### [Instructions]
**1)** Answer these questions using the article on the Paleocene-Eocene Thermal Maximum:
(a) By how much did the burst of carbon dioxide raise Earth's average temperature?
(b) Roughly how long did the PETM last?
(c) Where is the only place scientists have found plant macrofossils dating to the PETM?
**2)** Carry the article on the Paleocene-Eocene Thermal Maximum forward from its final sentence.

### [Reading passage]
This story was originally published by E360 and is reproduced here as part of the Climate Desk collaboration.
Some 56 million years ago, just after the Paleocene epoch gave way to the Eocene, the world suddenly warmed. Scientists continue to debate the ultimate cause of the warming, but they agree on its proximate cause: A huge burst of carbon dioxide entered the atmosphere, raising Earth’s average temperature by 7 to 14 degrees Fahrenheit. The Paleocene-Eocene Thermal Maximum (PETM), as this event is known, is “the best geologic analog” for modern anthropogenic climate change, said University of Wyoming paleobotanist Ellen Currano.
She studies how the PETM’s sudden warmth affected plants. Darwin famously compared the fossil record to a tattered book missing most of its pages and with all but a few lines obscured. The PETM, which lasted roughly 200,000 years, bears out the analogy. Wyoming’s Bighorn Basin is the only place on Earth where scientists have found plant macrofossils (visible to the naked eye, that is) that date to the PETM. The fossil leaves that Currano and her colleagues have found there paint a vivid portrait.

### [Given data]

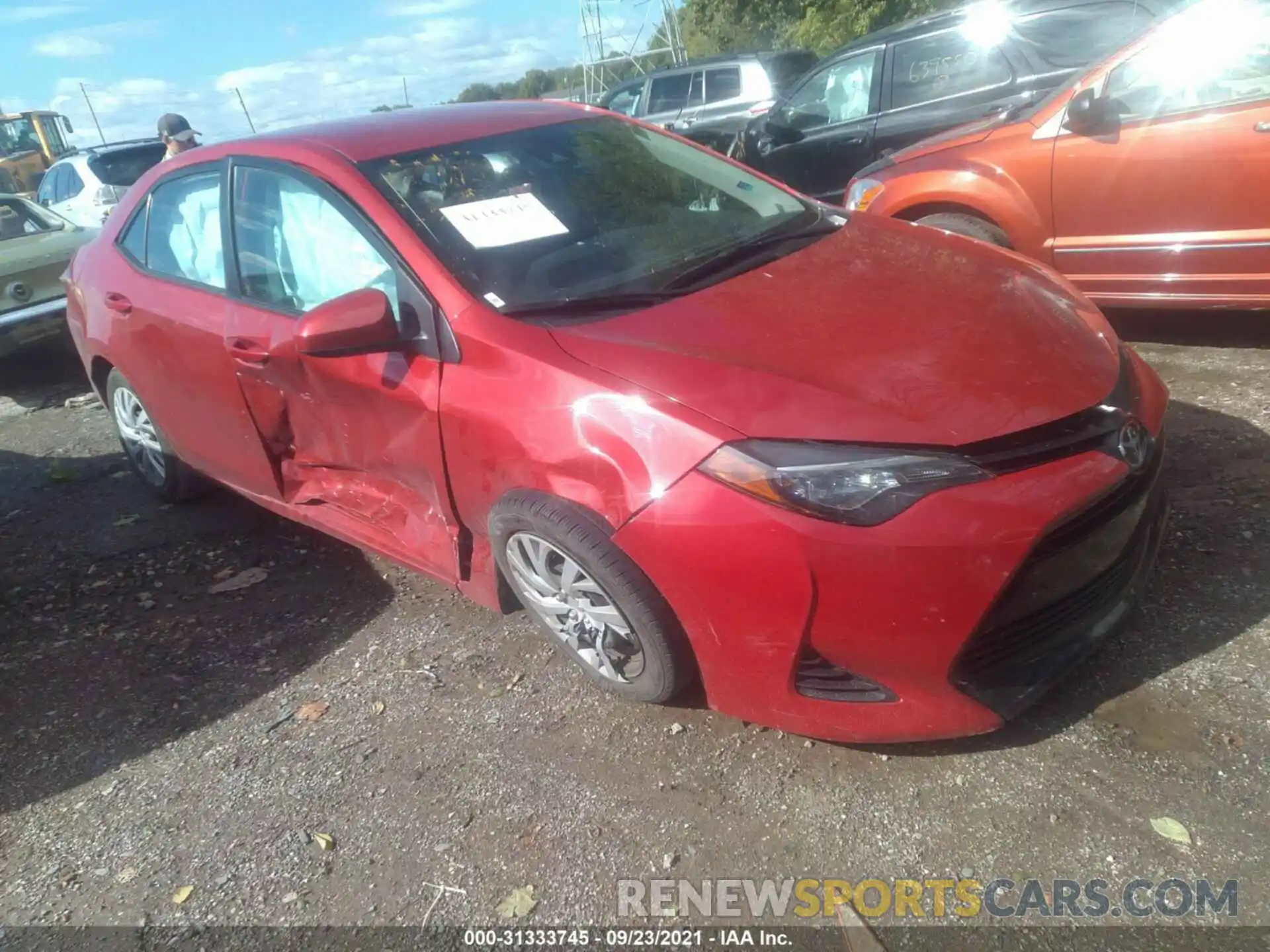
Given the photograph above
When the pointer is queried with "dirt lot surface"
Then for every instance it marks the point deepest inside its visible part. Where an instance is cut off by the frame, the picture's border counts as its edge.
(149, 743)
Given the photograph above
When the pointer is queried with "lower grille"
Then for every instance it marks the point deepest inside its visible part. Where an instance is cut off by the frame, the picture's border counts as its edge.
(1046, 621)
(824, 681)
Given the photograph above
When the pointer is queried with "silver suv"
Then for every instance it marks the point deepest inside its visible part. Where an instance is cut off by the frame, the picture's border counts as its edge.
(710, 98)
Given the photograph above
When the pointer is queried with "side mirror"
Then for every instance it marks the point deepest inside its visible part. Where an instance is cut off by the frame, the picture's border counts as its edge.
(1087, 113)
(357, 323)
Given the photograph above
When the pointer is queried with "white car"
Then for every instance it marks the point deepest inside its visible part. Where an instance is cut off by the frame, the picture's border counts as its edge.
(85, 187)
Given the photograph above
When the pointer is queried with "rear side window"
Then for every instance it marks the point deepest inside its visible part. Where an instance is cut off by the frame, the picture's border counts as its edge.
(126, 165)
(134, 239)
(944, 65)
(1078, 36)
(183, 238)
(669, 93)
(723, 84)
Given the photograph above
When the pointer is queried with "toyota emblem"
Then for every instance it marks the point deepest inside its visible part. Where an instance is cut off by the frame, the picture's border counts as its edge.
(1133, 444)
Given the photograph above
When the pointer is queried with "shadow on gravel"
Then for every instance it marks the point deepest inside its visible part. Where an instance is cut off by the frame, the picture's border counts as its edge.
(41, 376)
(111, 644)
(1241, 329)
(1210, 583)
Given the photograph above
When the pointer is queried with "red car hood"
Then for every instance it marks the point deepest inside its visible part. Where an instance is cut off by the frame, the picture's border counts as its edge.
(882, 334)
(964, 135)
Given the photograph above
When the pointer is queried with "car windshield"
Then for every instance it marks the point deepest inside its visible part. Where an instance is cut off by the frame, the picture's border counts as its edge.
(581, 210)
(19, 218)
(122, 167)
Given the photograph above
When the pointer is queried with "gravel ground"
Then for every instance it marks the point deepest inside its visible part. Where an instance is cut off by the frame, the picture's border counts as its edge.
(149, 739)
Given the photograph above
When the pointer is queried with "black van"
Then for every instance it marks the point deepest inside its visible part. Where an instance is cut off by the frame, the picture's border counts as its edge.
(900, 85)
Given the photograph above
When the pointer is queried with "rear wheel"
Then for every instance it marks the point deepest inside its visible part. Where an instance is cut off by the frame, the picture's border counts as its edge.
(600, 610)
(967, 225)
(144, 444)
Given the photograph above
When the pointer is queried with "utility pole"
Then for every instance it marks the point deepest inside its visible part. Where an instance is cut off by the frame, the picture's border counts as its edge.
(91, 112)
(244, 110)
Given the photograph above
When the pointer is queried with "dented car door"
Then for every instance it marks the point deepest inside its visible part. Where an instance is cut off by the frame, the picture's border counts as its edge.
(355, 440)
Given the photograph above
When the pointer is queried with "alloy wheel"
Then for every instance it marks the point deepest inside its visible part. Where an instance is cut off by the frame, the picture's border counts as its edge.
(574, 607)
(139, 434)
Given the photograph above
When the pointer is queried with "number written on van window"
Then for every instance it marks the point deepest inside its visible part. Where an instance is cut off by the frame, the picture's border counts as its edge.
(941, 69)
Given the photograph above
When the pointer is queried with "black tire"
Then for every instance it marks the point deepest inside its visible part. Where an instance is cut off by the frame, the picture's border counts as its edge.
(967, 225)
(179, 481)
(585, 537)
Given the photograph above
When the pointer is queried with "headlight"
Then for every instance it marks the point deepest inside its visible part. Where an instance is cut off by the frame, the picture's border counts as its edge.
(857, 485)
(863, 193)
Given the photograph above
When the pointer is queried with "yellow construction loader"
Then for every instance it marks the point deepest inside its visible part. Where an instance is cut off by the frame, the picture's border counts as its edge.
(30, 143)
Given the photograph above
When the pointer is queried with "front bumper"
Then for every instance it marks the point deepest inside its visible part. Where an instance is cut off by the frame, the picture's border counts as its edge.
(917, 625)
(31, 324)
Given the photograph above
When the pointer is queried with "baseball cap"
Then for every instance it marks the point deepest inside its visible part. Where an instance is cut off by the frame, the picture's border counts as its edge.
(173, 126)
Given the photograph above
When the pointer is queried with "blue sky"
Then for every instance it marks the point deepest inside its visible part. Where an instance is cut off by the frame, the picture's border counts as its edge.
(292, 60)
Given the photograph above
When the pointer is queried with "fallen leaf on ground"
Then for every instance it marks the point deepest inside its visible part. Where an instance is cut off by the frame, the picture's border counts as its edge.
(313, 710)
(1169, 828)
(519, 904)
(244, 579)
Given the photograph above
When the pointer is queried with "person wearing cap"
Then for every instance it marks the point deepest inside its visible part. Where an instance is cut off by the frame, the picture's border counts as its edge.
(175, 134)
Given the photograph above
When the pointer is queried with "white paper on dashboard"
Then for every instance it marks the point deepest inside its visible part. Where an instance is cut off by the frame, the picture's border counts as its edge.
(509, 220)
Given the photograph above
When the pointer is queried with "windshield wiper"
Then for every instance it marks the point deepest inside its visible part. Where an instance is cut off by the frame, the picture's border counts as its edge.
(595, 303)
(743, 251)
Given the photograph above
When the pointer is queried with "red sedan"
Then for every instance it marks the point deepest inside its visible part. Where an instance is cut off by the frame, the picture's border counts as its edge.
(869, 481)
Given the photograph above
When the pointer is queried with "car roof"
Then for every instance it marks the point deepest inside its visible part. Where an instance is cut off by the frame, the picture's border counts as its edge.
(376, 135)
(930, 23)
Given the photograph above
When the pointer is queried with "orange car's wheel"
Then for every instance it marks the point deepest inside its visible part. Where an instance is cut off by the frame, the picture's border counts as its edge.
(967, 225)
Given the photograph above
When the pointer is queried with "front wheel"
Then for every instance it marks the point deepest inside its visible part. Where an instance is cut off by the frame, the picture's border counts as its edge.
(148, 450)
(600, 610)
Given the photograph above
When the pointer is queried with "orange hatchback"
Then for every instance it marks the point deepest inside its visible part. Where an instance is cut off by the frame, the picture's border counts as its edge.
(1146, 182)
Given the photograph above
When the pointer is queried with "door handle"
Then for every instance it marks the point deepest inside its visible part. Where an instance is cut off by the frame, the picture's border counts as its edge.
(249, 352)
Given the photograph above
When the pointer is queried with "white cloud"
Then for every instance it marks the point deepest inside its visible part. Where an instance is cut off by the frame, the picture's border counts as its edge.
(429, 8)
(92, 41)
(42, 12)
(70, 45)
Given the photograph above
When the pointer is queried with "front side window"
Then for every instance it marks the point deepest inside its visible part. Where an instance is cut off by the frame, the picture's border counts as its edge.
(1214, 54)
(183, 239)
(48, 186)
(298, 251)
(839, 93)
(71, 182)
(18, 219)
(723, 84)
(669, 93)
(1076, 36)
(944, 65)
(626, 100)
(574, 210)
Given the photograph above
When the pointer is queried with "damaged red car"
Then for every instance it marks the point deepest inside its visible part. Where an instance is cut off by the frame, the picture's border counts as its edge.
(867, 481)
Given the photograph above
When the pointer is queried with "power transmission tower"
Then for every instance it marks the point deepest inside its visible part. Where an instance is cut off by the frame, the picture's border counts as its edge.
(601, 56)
--
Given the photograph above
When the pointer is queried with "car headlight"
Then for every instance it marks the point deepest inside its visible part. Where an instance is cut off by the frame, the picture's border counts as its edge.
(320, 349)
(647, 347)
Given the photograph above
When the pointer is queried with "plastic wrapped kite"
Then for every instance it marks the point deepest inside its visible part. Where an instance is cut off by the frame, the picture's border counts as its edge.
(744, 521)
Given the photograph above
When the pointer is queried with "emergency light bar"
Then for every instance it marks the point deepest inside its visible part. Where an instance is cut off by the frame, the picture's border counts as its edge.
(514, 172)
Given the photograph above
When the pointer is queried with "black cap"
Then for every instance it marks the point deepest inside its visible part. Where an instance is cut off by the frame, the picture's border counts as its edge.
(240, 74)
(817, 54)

### [Responses to the exercise]
**1)**
(a) By 7 to 14 degrees Fahrenheit.
(b) Roughly 200,000 years.
(c) Wyoming's Bighorn Basin.

**2)**
Before the PETM, she said, there lived a forest of cypress, sycamores, alders, dogwoods, walnuts and other species, all of them suggestive of a temperate climate—a bit swampy, perhaps not unlike that of the southeastern United States. Then, with the onset of the PETM, that forest disappeared, its trees vanishing from the fossil record. “During the climate event you have a nearly complete turnover of plants,” Currano said. A new forest appeared, this one consisting of palms, heat-tolerant members of the bean family, and other plants evocative of the semi-arid tropics.
It is a story repeated throughout the fossil record: When the climate changes, so does the arrangement of the world’s plants. Species move back and forth toward the poles, up and downslope. Some species grow more common, others rarer. Species arrange themselves together in new combinations. The fossil record reveals plants for what they are, as mobile beings. For plant species, migrating in response to climate change is often a matter of survival.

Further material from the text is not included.